### EXERCISE INSTRUCTIONS
Restate the entries below word for word, leaving nothing out.

### GIVEN ENTRIES
####################
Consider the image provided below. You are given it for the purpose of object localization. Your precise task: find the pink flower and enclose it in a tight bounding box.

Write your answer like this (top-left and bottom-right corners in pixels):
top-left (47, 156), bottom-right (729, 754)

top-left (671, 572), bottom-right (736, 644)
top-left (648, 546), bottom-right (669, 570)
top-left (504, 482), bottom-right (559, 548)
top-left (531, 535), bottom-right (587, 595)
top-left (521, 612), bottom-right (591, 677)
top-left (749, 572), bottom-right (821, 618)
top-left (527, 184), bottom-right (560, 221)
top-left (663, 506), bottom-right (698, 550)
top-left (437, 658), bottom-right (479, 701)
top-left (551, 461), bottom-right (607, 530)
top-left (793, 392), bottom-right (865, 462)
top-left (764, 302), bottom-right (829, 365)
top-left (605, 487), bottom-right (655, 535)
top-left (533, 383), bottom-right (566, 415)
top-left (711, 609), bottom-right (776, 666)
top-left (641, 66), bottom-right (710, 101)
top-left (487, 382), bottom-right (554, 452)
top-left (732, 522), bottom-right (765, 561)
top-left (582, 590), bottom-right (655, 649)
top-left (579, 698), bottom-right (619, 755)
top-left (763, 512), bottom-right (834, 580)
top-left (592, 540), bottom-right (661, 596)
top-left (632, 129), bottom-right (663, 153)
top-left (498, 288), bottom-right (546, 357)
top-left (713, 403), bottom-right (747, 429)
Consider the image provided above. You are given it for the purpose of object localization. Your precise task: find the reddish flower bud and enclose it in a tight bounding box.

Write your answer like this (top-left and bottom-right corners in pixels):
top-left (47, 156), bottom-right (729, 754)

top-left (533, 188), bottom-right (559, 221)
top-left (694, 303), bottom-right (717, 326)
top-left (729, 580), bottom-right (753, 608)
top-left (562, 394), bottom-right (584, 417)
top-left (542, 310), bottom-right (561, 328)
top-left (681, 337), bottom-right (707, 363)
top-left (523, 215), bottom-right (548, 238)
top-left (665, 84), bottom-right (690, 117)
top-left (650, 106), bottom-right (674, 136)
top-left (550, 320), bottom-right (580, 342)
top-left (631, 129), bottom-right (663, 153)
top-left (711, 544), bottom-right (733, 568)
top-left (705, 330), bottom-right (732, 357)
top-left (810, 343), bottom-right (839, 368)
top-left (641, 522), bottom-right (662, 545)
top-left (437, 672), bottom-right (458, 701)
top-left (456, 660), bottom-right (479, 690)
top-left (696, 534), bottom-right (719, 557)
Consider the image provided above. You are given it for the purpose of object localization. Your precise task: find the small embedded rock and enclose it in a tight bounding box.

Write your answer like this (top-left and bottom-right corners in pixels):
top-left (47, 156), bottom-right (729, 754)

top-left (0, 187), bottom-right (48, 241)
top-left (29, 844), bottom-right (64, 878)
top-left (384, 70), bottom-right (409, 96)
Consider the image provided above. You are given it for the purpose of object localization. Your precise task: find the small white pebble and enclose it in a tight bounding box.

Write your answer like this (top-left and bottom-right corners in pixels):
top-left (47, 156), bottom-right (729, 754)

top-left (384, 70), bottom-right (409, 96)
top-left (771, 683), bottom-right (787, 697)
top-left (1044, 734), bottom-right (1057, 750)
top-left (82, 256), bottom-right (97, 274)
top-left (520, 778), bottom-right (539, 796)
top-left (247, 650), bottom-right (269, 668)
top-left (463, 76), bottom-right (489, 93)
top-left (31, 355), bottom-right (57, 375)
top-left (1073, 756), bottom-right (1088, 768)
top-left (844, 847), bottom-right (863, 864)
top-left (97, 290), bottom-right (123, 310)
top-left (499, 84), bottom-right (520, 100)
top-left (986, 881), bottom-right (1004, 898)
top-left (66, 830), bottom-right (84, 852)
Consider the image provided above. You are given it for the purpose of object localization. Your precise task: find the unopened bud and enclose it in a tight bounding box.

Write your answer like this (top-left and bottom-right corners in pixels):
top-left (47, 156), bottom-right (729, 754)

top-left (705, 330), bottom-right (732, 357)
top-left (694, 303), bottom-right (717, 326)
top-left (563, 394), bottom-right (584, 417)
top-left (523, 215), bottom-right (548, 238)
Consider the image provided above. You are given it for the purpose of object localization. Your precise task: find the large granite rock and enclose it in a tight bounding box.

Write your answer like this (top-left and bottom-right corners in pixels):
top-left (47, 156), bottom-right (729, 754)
####################
### REPLY
Consider the image provided below. You are given it for the purpose of object localization. Your precise task: find the pink flower and enclose it in a tight bounding box.

Write your answer like this (top-left and bottom-right corners in pixels):
top-left (47, 156), bottom-right (729, 754)

top-left (671, 572), bottom-right (736, 644)
top-left (648, 546), bottom-right (669, 570)
top-left (504, 482), bottom-right (559, 548)
top-left (531, 535), bottom-right (587, 595)
top-left (521, 612), bottom-right (591, 677)
top-left (749, 572), bottom-right (821, 618)
top-left (527, 184), bottom-right (560, 221)
top-left (663, 506), bottom-right (698, 550)
top-left (437, 658), bottom-right (479, 701)
top-left (551, 461), bottom-right (607, 530)
top-left (793, 392), bottom-right (865, 462)
top-left (764, 302), bottom-right (829, 365)
top-left (605, 487), bottom-right (655, 535)
top-left (533, 383), bottom-right (566, 415)
top-left (711, 609), bottom-right (776, 666)
top-left (641, 66), bottom-right (710, 101)
top-left (487, 382), bottom-right (554, 452)
top-left (732, 522), bottom-right (765, 561)
top-left (582, 590), bottom-right (655, 649)
top-left (579, 698), bottom-right (619, 755)
top-left (763, 512), bottom-right (834, 580)
top-left (592, 540), bottom-right (661, 596)
top-left (632, 129), bottom-right (663, 153)
top-left (498, 288), bottom-right (546, 357)
top-left (713, 403), bottom-right (747, 429)
Consider the image provided above. You are given it for the purpose of object localization. Your precise task: find the reddish flower bud and enclose it in a tight bounding box.

Write your answer like this (top-left and bottom-right corners in pixels):
top-left (47, 156), bottom-right (729, 754)

top-left (533, 188), bottom-right (559, 221)
top-left (694, 303), bottom-right (717, 326)
top-left (729, 580), bottom-right (753, 608)
top-left (562, 394), bottom-right (584, 417)
top-left (542, 310), bottom-right (561, 328)
top-left (681, 337), bottom-right (707, 363)
top-left (523, 215), bottom-right (548, 238)
top-left (665, 84), bottom-right (690, 117)
top-left (650, 106), bottom-right (674, 136)
top-left (550, 320), bottom-right (580, 342)
top-left (631, 129), bottom-right (663, 153)
top-left (711, 544), bottom-right (733, 568)
top-left (705, 330), bottom-right (732, 357)
top-left (810, 343), bottom-right (839, 368)
top-left (641, 522), bottom-right (662, 545)
top-left (437, 672), bottom-right (458, 701)
top-left (456, 660), bottom-right (479, 690)
top-left (696, 534), bottom-right (719, 557)
Consider the image provided above. You are given it for the purpose of object localization. Your precise task: find the small embedded rock and enclose it in a tight bounding box.

Write your answer like this (top-left and bottom-right corners in pixels):
top-left (47, 156), bottom-right (729, 754)

top-left (0, 187), bottom-right (48, 241)
top-left (29, 844), bottom-right (64, 878)
top-left (384, 70), bottom-right (409, 96)
Consider the image provided above. You are given it for the purpose of object localization. Your precise task: find the small white pebble and enclose it in a tight bounding box.

Write your answer like this (top-left and bottom-right corners in pixels):
top-left (47, 156), bottom-right (729, 754)

top-left (384, 70), bottom-right (409, 96)
top-left (771, 683), bottom-right (787, 697)
top-left (1044, 734), bottom-right (1057, 750)
top-left (82, 256), bottom-right (97, 274)
top-left (520, 778), bottom-right (539, 796)
top-left (247, 650), bottom-right (269, 668)
top-left (463, 76), bottom-right (489, 93)
top-left (31, 355), bottom-right (57, 375)
top-left (1073, 756), bottom-right (1088, 768)
top-left (844, 847), bottom-right (863, 864)
top-left (97, 290), bottom-right (123, 310)
top-left (499, 84), bottom-right (520, 100)
top-left (986, 881), bottom-right (1004, 898)
top-left (66, 830), bottom-right (84, 852)
Consider the image provided above. You are given it for the purpose of object localization. Your precise task: find the unopened bud and enclose it in a tight bounding box.

Write your answer like this (top-left and bottom-right corners in pixels):
top-left (47, 156), bottom-right (729, 754)

top-left (705, 330), bottom-right (732, 357)
top-left (694, 303), bottom-right (717, 326)
top-left (563, 394), bottom-right (584, 417)
top-left (523, 215), bottom-right (548, 238)
Consider the image provided above. You are given it for the purpose of object localization. Your precise task: find the large granite rock and enclose it in a tight bounding box.

Write your answer like this (top-left and bottom-right corners in pixels):
top-left (47, 156), bottom-right (729, 754)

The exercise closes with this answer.